*** Opening of TEXT PROVIDED ***
Variations of marketing, so writing content, or adjusting content to different audiences… CopyAI, I think, was one of their very early companies to have raised money, that are built very much on top of GPT-3, and many tried to reproduce what they did.
Not surprised by that.
Yeah. [laughter] You also mentioned Codex. So we talked a little bit about GPT-3, and we have mentioned that before on the show, but we haven’t talked as much about Codex. Could you give us just a brief sketch of what Codex is, and what the intention is that someone might do with it?
[07:56] Definitely. Codex is the engine that drives GitHub’s Copilot. This is one of OpenAI’s engines, and it is designed to not just perform general language tasks or natural language tasks, but it’s specifically trained to translate language to code. And it’s trained on some languages, so mostly 10 or 15 languages that it’s really good at, but it performs great even in other languages that it was not meant to be trained for. So Python is the language that it performs best at, but as you mentioned, I’m a big fan of a Go, and that’s also one of the first languages on the list that it’s supporting. Some unexpected languages that it supports, for example, is shell.
Yeah. So like Bash scripts.
All the Bash magic.
Yeah, exactly. The data scientists jump, “Yes, finally. All the all commands, all the sed commands, segment… Somebody’s going to do that for me.”
Yeah. I mean, that’s probably better than my endless stream of copying commands from Stack Overflow, which sometimes do strange things on my local system… But yeah. So you mentioned Copilot… How do people use Codex in practice? So you kind of explained what it does a bit. How are people using it, or how is it intended to impact people’s workflow or development?
So, probably the most used way of Codex is through Copilot, which is available as a VS Code plugin. So anytime you use Copilot, you use Codex, whether you’re aware or not. And if you have applied to the Codex waitlist and you’ve got your access, then you see the exact same interface that you see when you use any GPT-3 engine, and you get to just kind of syntax highlighting, which is nice, and then it kind of makes everything familiar for you, but you basically kind of give the same type of commands, “Write this for me” or “Complete that for me”, and you know that this will perform particularly good in code.
*** Close of TEXT PROVIDED ***
*** Opening of RECORDS SUPPLIED ***
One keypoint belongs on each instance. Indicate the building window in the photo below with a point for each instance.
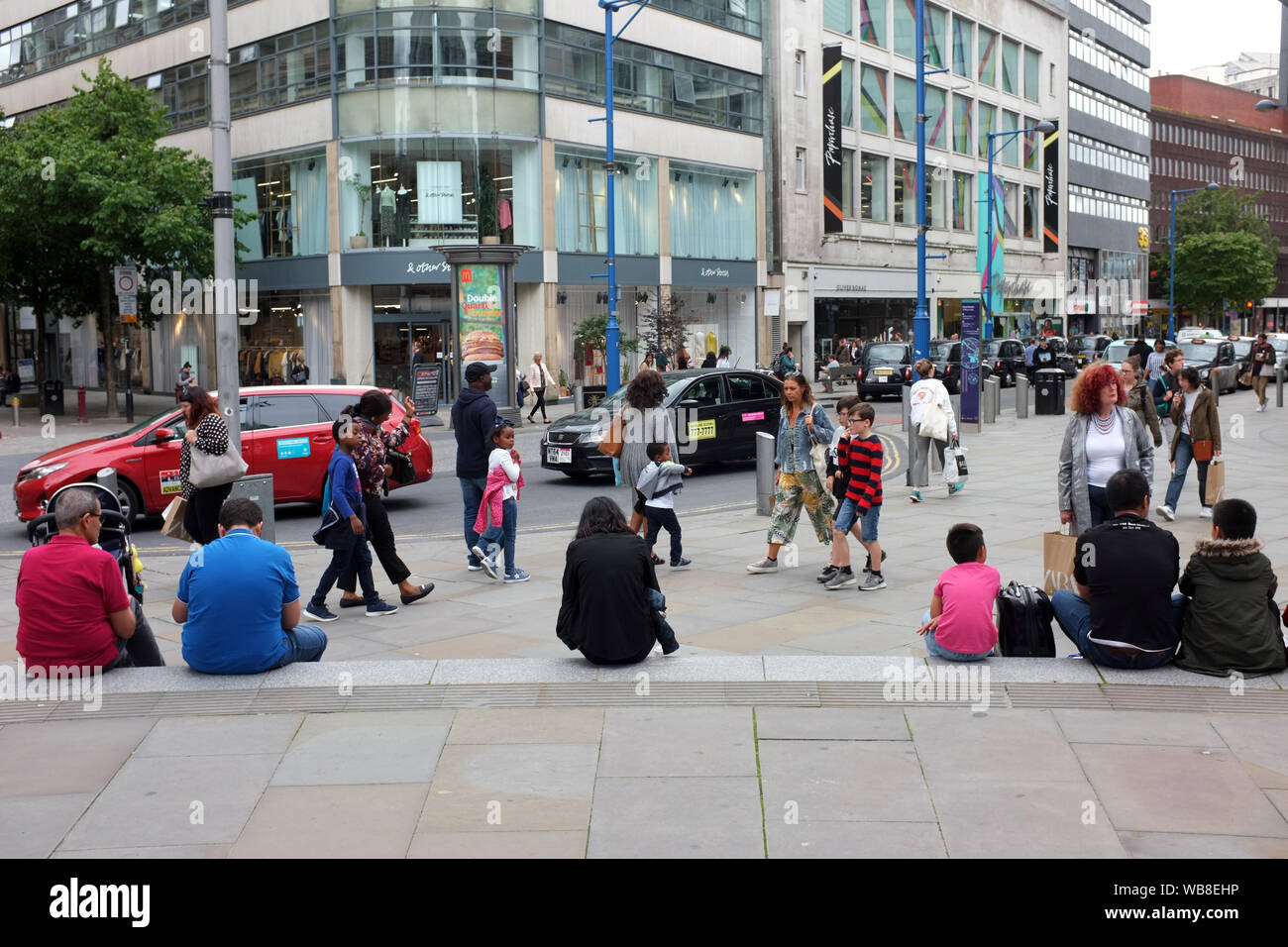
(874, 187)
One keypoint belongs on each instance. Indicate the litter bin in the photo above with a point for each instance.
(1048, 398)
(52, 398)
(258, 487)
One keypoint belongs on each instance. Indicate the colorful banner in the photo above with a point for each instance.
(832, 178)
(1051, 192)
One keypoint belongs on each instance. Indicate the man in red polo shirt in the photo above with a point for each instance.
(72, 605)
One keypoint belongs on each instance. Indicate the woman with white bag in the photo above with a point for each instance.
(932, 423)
*** Close of RECORDS SUPPLIED ***
--- QUESTIONS ---
1) Echo the conversation about Codex, starting with "Yeah. So like" and going on through "workflow or development?".
2) Answer these questions from the conversation about Codex:
(a) What does Codex drive?
(b) Which language does Codex perform best at?
(c) In what form is Copilot available?
The records are separate material.

--- EXPECTED OUTPUTS ---
1)
Yeah. So like Bash scripts.
All the Bash magic.
Yeah, exactly. The data scientists jump, “Yes, finally. All the all commands, all the sed commands, segment… Somebody’s going to do that for me.”
Yeah. I mean, that’s probably better than my endless stream of copying commands from Stack Overflow, which sometimes do strange things on my local system… But yeah. So you mentioned Copilot… How do people use Codex in practice? So you kind of explained what it does a bit. How are people using it, or how is it intended to impact people’s workflow or development?

2)
(a) GitHub's Copilot
(b) Python
(c) As a VS Code plugin